(Tekst źródłowy)
+++++

Wojciech Wójtowicz, prezes PZPL, wypowiedział się na temat przetargów na usługi leśne w prasie fachowej.


Fragment tekstu z GAZETY LEŚNEJ 1/2022:


Gdyby analizowane nadleśnictwa chciały przyjąć złożone oferty, to musiałyby dołożyć ok. 173 mln zł. Czy to dużo czy mało?


– Moim zdaniem to wcale nie jest dużo, a stawki, żeby były realne powinny wzrosnąć nawet o 80 procent. Lasy teraz komentują, że zule się buntują, ale to nie jest bunt, ale raczej kapitulacja. Spodziewałem się takich wyników otwarcia ofert, bo przecież ludzie chyba zaczynają liczyć – mówi GAZECIE LEŚNEJ Wojciech Wójtowicz, prezes Polskiego Związku Pracodawców Leśnych.

 

Na 7 proc. pakietów w raportowanych RDLP nie złożono żadnej oferty, a na 71 proc. tylko jedną. Z tego wynika, że więcej niż jedną ofertę miało 22 proc. pakietów.

+++++

(Dane)
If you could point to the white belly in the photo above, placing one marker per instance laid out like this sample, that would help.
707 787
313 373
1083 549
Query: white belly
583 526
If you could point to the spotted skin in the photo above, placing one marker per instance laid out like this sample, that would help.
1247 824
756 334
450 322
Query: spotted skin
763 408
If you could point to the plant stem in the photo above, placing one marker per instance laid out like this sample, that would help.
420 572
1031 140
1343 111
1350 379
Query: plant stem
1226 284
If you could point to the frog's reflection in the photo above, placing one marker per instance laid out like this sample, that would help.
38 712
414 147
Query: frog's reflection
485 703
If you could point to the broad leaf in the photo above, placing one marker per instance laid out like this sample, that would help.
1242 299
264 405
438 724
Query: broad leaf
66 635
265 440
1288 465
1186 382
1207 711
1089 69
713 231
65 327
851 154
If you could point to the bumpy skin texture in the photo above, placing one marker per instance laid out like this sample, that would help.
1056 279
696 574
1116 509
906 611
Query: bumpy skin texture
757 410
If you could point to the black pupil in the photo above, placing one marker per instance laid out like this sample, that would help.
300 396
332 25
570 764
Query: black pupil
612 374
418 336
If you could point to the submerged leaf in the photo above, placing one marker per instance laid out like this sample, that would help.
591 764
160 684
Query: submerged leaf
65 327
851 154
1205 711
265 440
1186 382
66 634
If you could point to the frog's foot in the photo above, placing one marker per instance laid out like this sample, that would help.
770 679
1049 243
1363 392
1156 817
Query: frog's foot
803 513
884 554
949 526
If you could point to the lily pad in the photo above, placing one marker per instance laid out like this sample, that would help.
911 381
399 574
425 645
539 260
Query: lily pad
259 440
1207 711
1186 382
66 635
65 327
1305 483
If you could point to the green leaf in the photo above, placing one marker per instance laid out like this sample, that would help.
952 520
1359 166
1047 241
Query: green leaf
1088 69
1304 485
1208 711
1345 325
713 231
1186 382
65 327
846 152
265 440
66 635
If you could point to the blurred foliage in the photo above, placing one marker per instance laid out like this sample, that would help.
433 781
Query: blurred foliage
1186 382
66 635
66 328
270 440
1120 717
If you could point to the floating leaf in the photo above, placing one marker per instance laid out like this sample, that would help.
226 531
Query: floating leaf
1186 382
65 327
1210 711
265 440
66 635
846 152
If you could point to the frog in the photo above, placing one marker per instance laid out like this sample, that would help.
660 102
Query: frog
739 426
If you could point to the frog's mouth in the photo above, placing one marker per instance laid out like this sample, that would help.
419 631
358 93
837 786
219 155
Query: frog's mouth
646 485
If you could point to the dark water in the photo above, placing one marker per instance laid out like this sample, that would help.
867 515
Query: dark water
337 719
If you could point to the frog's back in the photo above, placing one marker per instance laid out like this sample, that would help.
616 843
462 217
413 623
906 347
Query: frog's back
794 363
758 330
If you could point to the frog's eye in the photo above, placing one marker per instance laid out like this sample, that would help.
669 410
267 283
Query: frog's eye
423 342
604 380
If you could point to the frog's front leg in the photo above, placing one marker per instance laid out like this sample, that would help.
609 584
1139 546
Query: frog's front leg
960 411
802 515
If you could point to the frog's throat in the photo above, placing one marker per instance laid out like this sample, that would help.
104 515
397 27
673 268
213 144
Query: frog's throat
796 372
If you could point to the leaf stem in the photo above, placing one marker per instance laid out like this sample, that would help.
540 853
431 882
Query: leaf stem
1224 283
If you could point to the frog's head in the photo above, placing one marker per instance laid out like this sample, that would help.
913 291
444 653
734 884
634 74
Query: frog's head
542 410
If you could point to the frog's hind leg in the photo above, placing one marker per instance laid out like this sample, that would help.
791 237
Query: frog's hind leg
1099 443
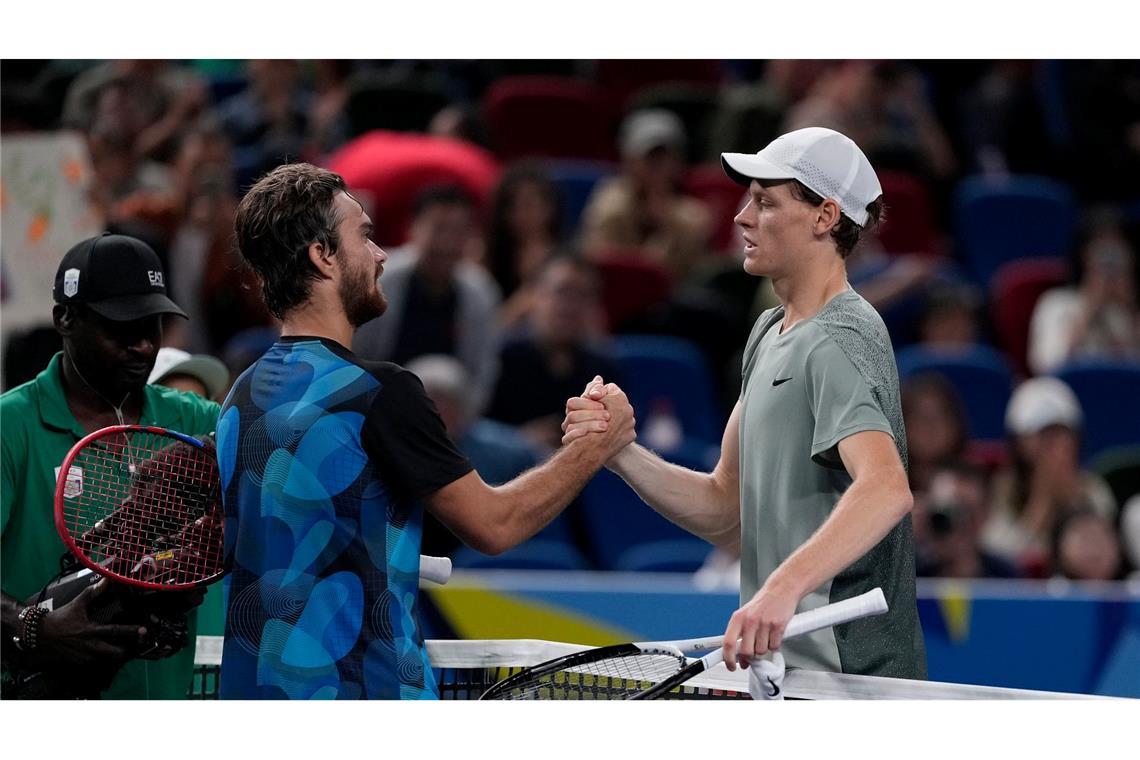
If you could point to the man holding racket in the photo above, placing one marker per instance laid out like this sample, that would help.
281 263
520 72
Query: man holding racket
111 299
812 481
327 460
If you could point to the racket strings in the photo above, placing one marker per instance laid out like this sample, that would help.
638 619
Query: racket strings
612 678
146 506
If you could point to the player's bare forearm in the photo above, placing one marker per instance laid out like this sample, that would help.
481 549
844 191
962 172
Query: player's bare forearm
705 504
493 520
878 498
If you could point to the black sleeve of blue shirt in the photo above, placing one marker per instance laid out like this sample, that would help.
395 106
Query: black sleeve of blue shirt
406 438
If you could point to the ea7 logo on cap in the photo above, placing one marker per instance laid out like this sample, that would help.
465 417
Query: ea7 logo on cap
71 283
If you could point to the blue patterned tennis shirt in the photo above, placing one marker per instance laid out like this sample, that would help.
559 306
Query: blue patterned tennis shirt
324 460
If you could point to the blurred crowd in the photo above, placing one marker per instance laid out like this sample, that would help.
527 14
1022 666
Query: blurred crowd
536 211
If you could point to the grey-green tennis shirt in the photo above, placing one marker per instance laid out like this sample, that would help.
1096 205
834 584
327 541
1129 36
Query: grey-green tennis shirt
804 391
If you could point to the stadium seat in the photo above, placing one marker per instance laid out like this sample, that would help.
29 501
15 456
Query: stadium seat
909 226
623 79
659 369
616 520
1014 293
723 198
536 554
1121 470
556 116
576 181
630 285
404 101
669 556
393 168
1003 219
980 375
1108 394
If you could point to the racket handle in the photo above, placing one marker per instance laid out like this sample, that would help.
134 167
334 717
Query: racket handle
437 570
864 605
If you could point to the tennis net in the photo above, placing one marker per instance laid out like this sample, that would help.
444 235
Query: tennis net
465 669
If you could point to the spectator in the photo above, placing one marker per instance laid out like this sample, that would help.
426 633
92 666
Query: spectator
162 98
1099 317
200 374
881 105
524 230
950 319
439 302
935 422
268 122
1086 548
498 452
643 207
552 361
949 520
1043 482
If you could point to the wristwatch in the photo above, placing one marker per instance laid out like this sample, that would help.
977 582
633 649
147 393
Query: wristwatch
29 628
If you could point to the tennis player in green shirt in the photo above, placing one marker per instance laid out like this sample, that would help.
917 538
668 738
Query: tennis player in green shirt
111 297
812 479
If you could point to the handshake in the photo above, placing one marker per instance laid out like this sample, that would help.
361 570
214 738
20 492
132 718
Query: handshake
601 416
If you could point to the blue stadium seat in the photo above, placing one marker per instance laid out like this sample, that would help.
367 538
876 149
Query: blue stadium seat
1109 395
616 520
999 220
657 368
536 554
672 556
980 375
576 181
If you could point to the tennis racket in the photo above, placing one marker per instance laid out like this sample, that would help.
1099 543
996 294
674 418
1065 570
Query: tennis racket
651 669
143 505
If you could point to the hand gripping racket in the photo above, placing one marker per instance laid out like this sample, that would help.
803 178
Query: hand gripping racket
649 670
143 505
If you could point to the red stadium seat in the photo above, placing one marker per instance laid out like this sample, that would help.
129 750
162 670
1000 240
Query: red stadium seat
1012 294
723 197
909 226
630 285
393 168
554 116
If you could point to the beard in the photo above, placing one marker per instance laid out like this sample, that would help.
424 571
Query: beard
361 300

+++++

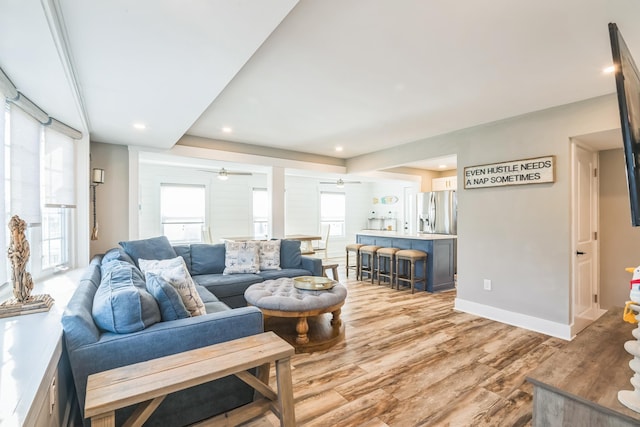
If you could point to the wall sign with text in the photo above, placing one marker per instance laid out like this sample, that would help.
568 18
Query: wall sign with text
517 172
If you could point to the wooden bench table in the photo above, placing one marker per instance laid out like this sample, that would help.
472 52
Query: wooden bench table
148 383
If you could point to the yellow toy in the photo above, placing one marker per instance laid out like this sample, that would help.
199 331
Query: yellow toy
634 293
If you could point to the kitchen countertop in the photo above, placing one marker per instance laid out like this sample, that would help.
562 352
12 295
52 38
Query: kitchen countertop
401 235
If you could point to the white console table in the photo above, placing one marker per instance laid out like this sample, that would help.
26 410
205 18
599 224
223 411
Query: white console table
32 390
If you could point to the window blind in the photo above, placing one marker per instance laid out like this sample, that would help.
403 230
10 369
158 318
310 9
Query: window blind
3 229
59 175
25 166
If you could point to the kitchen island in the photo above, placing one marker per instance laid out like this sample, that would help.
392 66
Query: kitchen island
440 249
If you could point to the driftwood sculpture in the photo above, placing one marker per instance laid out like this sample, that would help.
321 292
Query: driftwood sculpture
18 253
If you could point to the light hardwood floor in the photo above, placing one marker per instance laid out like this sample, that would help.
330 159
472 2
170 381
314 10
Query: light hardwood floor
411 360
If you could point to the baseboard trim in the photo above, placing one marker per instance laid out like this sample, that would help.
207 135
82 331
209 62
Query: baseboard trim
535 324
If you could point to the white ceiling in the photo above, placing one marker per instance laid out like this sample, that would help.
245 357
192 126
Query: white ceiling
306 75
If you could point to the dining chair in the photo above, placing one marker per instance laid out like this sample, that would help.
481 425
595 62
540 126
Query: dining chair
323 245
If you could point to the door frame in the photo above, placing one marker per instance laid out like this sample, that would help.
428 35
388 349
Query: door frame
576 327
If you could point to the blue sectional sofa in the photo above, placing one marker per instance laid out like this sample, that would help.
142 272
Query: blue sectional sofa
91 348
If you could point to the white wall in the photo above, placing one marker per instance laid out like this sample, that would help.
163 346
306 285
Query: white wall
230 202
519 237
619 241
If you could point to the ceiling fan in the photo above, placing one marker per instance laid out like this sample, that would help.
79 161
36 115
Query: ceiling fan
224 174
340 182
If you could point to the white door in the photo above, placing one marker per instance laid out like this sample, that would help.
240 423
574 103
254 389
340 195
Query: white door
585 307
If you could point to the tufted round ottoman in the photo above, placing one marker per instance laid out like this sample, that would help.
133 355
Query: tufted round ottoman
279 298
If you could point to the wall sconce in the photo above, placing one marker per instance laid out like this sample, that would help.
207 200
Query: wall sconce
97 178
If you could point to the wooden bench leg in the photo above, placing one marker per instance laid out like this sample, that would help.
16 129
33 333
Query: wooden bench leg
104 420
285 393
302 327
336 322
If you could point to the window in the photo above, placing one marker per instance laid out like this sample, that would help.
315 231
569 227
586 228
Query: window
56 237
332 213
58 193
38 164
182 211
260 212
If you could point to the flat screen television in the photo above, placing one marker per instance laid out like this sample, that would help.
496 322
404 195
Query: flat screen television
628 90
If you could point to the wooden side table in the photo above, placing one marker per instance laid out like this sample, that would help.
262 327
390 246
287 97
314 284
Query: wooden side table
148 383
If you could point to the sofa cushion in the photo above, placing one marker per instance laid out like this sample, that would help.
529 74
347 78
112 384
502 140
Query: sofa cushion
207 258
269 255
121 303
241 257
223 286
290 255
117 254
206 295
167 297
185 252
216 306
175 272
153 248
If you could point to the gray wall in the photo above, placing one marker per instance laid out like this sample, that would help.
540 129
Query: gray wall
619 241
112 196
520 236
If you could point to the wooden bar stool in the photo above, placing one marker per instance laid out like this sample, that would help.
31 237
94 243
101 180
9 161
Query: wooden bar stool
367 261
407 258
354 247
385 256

+++++

(Twoje zadania)
A. Sprawdź, czy poniższe stwierdzenia zgadzają się z tekstem o przetargach na usługi leśne. Przy każdym napisz „tak” lub „nie” i przytocz dosłownie słowa z tekstu, które o tym przesądzają.
(i) Wojciech Wójtowicz uważa, że stawki powinny wzrosnąć nawet o 80 procent.
(ii) Wojciech Wójtowicz był zaskoczony wynikami otwarcia ofert.
(iii) Na 71 proc. pakietów nie złożono żadnej oferty.
B. Napisz dalszy ciąg tekstu o przetargach na usługi leśne, zaczynając od miejsca, w którym się kończy.

(Odpowiedzi)
A.
(i) Tak: „stawki, żeby były realne powinny wzrosnąć nawet o 80 procent”.
(ii) Nie: „Spodziewałem się takich wyników otwarcia ofert”.
(iii) Nie: „Na 7 proc. pakietów w raportowanych RDLP nie złożono żadnej oferty, a na 71 proc. tylko jedną”.

B.
 

– Każdy pakiet bez żadnej oferty może oznaczać, że firma zwinęła się w tym rejonie z rynku. Teraz byłoby chyba lepiej dla Lasów, gdyby przyjęły złożone oferty, nawet te mocno przekraczające wycenę nadleśnictwa, ponieważ może być jeszcze drożej. W mojej opinii Lasy te zaoferowane stawki powinny uznać za chęć współpracy – ocenia Wojciecha Wojtowicz.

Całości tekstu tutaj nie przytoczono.